- GOAL OF THE EXERCISE
Every entry must be output exactly as it is written.

- RECORDS FOR THIS EXERCISE
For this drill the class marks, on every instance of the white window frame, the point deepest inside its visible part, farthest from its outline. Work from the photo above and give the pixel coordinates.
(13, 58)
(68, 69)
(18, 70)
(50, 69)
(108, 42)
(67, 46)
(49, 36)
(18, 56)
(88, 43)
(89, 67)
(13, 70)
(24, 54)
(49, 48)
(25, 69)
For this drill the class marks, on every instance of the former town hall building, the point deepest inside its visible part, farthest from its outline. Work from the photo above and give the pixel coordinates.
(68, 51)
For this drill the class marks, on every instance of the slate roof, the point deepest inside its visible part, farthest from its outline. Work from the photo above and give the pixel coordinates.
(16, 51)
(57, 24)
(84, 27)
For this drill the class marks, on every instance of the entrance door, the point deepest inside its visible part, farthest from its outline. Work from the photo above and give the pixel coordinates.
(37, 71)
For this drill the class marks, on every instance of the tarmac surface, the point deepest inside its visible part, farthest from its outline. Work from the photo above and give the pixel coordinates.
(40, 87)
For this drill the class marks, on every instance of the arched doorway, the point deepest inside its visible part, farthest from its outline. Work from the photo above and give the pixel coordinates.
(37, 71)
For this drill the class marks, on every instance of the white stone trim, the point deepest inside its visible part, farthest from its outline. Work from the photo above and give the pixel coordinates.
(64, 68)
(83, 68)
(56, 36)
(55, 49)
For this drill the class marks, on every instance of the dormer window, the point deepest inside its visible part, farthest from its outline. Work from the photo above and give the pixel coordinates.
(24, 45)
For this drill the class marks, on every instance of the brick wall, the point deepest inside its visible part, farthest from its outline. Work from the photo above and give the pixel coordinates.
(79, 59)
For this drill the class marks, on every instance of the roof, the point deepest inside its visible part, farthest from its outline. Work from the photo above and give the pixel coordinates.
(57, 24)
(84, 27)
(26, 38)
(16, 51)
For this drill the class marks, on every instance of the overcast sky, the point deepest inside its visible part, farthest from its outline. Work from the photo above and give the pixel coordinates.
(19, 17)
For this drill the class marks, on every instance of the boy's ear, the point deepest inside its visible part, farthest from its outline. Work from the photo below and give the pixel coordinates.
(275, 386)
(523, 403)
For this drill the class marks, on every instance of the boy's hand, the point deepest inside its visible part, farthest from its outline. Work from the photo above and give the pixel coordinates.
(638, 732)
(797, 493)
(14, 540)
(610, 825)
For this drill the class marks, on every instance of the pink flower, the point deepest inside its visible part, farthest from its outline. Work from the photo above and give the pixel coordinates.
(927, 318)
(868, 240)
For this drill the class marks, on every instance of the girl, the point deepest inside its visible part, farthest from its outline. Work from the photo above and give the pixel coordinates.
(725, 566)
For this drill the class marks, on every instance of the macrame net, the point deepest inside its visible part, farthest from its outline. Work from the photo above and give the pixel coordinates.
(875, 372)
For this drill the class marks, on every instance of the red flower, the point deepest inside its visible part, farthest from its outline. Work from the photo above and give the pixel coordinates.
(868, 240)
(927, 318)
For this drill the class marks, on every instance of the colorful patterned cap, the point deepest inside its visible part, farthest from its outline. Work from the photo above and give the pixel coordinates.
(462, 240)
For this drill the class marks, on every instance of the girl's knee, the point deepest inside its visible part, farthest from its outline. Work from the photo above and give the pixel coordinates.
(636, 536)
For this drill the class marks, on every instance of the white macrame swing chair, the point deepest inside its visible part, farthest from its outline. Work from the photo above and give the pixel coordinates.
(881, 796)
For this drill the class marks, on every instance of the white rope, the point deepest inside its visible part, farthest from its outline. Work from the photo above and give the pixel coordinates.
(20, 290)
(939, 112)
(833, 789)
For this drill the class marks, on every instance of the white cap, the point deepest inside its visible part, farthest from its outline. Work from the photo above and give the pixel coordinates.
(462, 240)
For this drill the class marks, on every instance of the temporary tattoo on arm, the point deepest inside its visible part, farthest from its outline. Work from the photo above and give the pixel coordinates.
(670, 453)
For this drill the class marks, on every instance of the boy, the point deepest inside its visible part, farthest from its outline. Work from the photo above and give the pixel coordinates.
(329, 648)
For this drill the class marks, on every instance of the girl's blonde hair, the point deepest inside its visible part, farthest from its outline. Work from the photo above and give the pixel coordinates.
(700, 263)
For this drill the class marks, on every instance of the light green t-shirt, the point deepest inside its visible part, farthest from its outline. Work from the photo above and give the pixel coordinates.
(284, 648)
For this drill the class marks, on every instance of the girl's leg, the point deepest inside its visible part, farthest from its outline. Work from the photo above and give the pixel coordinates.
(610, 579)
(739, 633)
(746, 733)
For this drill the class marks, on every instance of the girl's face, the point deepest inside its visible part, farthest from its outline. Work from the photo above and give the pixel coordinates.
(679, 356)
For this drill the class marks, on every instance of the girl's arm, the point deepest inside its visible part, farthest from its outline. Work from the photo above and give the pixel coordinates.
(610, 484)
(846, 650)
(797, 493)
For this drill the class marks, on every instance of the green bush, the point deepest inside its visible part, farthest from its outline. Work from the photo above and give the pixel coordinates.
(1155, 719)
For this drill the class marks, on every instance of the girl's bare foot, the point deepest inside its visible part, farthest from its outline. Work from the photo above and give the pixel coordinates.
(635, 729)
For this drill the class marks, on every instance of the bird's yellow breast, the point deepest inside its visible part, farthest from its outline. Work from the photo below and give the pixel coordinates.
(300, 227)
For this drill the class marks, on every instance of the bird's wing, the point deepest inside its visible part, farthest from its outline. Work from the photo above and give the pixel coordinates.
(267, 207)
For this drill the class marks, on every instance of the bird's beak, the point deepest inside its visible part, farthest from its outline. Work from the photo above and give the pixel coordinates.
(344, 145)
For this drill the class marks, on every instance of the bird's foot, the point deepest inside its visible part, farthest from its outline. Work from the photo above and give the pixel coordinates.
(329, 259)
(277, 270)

- SOLUTION
For this drill the class marks, on every instance of the white window frame, the point deepest inside its visible part, farthest from its outline. Work from the photo above and give the pixel coordinates.
(13, 58)
(68, 69)
(18, 70)
(50, 69)
(108, 42)
(67, 46)
(49, 36)
(18, 56)
(88, 43)
(89, 67)
(13, 70)
(24, 54)
(49, 48)
(25, 69)
For this drill the class marks, on every instance of the former town hall building, the point deepest inside its visible part, farthest from its outline. Work from the photo above and give the pixel coordinates.
(68, 51)
For this drill the class marks, on every instance of the slate roof, the point deepest inside its visible part, farthest from its outline. Work from the photo above and give the pixel coordinates.
(16, 51)
(57, 24)
(84, 27)
For this drill the class marks, on every instance of the entrance door, the point deepest inside its visible part, farthest from its outline. Work from the photo above and give the pixel coordinates.
(37, 71)
For this drill the class marks, on every instance of the tarmac surface, the point deepest inside its visible part, farthest from its outline. Work from the photo above and give the pixel coordinates.
(40, 87)
For this drill the class marks, on every instance of the arched doorway, the point deepest inside its visible part, farthest from its outline. Work from the photo above and give the pixel coordinates.
(37, 71)
For this drill the class marks, on every instance of the white stone trim, the point deepest inside its visible part, farthest from its outline. Work from the photo above and give the pixel coordinates.
(64, 68)
(83, 68)
(56, 36)
(55, 49)
For this drill the class marks, on every instance of the dormer window, the point deepest inside its visible part, farthest from its outline. Work from the photo above and give the pixel coordinates.
(24, 45)
For this drill the class marks, on every instance of the brick wall, the point deepest inside its visible part, farthest from its outline. Work from the photo above and give the pixel coordinates.
(79, 59)
For this drill the class marks, on every instance of the roof, the point deepest inside its visible part, farthest from its outline. Work from the photo above and give the pixel coordinates.
(57, 24)
(84, 27)
(26, 38)
(16, 51)
For this drill the class marks, on every instance of the overcast sky, the point deepest inside its visible part, farthest from its outline. Work from the photo above and give the pixel coordinates.
(19, 17)
For this drill the class marks, on every instance of the boy's ear, the point deepest inside its visible part, farthest from its outline. Work from the photo below and give the pixel coordinates.
(275, 386)
(523, 403)
For this drill the class marks, on every instance of the boy's hand, the point deepest inside its visible part, farthest from its outline. Work from the photo above and give the pixel coordinates.
(638, 732)
(797, 493)
(14, 540)
(610, 825)
For this drill the class marks, on every instance of the pink flower, the point deepest inside its visible part, farthest from its outline. Work from the photo above and give the pixel coordinates.
(927, 318)
(868, 240)
For this drill the class marks, on every instance of the girl, the point deepest inside its visible part, farthest from its outline. Work from the photo above and give the pixel coordinates.
(725, 566)
For this drill the class marks, on every instance of the macrame net, the point deepest inside its visible part, farthest from its outline. Work from the photo above and give the pixel coordinates.
(875, 372)
For this drill the class marks, on every instance of the red flower, the point deepest inside its visible part, farthest from its outline. Work from the photo above and give the pixel coordinates.
(868, 240)
(927, 318)
For this drill the class marks, on every instance of the colorful patterned cap, the point deepest inside its visible part, farthest from its outline. Work from the photo above and give the pixel coordinates.
(462, 240)
For this drill the class marks, on every instance of the girl's knee, the point deepest inside its visible part, farthest from its outline. Work from the photo above and give the pixel coordinates.
(636, 536)
For this drill the class marks, on every instance of the white macrame swing chair, the point deepest inside its visible part, farthest from its outline. Work from the photo above and give the pixel coordinates.
(881, 796)
For this drill the class marks, on every instance of the white rope, the point deepest inside its visible part, farthest from its outline. Work from the photo above and give the pixel coordinates.
(20, 290)
(939, 112)
(833, 789)
For this drill the class marks, on every instance of the white cap, the point deepest inside its visible part, farthest from its outline. Work from the photo above and give the pixel coordinates.
(462, 240)
For this drill the class marks, on every instance of the temporary tattoo on arm, the point deepest inside its visible part, farthest from its outline. Work from the photo above and give the pixel coordinates.
(670, 453)
For this drill the class marks, on every instance of the boy, the point deepest inside its visible part, farthest from its outline. Work from the photo above and give the pixel coordinates.
(329, 648)
For this drill the class marks, on every instance of the girl's blonde hair, the point deepest inside its visible part, farthest from its outline. Work from the photo above and give the pixel coordinates.
(700, 263)
For this drill the class marks, on every instance of the light green t-shirt, the point deepest inside its visible part, farthest from its outline. Work from the photo above and give the pixel coordinates.
(284, 648)
For this drill the class marks, on every instance of the girl's leg, the point deepest inside its visible part, farthest from its outline. Work from the photo above and give the pixel coordinates.
(610, 579)
(739, 633)
(746, 733)
For this drill the class marks, on every instance of the girl's face, the point deepest inside its visible part, farthest from its outline. Work from the photo above and give the pixel coordinates.
(679, 356)
For this drill the class marks, on every instance of the girl's arm, the point deepest inside its visible part, farthest from its outline. Work from the photo above and give the pixel coordinates.
(610, 484)
(846, 650)
(797, 493)
For this drill the class marks, on every instance of the green bush, the point deepest inside its visible part, farthest from its outline. Work from the photo above and give the pixel coordinates.
(1155, 719)
For this drill the class marks, on every instance of the girl's bare foot, the point deepest inside its visible part, farthest from its outline. Work from the photo above and give the pixel coordinates.
(635, 729)
For this drill the class marks, on every instance of the bird's yellow breast, the point deepest inside its visible part, farthest from its outline. Work from the photo below and give the pixel coordinates.
(300, 227)
For this drill the class marks, on every instance of the bird's wing, the point deepest inside its visible part, farthest from its outline. Work from the photo above and give the pixel coordinates.
(267, 207)
For this drill the class marks, on every instance of the bird's beak, the point deepest inside its visible part, farthest from its outline. Work from the photo above and give the pixel coordinates.
(344, 145)
For this drill the class marks, on every instance of the bird's foot, the point deepest inside its visible part, farthest from its outline. Work from the photo above and give the pixel coordinates.
(329, 259)
(277, 270)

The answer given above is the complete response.